╭─ EXERCISE MATERIAL

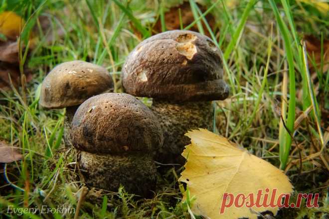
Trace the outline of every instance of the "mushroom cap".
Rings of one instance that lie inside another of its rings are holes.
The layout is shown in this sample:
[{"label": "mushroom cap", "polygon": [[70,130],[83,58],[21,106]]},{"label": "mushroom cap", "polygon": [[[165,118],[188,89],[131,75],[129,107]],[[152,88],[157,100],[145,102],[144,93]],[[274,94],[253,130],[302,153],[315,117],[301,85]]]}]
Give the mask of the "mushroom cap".
[{"label": "mushroom cap", "polygon": [[64,62],[43,80],[39,103],[47,109],[65,108],[79,105],[113,88],[112,77],[105,68],[83,61]]},{"label": "mushroom cap", "polygon": [[80,105],[72,120],[71,136],[78,149],[98,154],[154,151],[164,141],[151,110],[135,97],[113,93]]},{"label": "mushroom cap", "polygon": [[186,30],[155,35],[129,54],[122,70],[127,93],[173,101],[224,100],[221,52],[208,37]]}]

╰─

=== WHAT TO DO ===
Reproduce all of the lines above word for word, leaving out the pictures.

=== OUTPUT OF THE EXERCISE ===
Trace the outline of every instance of the "mushroom cap".
Rings of one instance that lie inside another of its rings are holes.
The layout is shown in this sample:
[{"label": "mushroom cap", "polygon": [[70,130],[83,58],[21,106]]},{"label": "mushroom cap", "polygon": [[[165,118],[188,89],[131,75],[129,107]],[[152,88],[157,100],[145,102],[144,93]],[[274,94],[253,130],[302,153],[315,117],[301,85]]]}]
Give the mask of the "mushroom cap".
[{"label": "mushroom cap", "polygon": [[64,62],[43,80],[39,103],[47,109],[65,108],[79,105],[113,88],[112,77],[105,68],[83,61]]},{"label": "mushroom cap", "polygon": [[80,105],[72,120],[71,136],[78,149],[98,154],[154,151],[164,141],[151,110],[135,97],[113,93]]},{"label": "mushroom cap", "polygon": [[186,30],[155,35],[129,54],[122,70],[127,93],[173,101],[224,100],[221,52],[208,37]]}]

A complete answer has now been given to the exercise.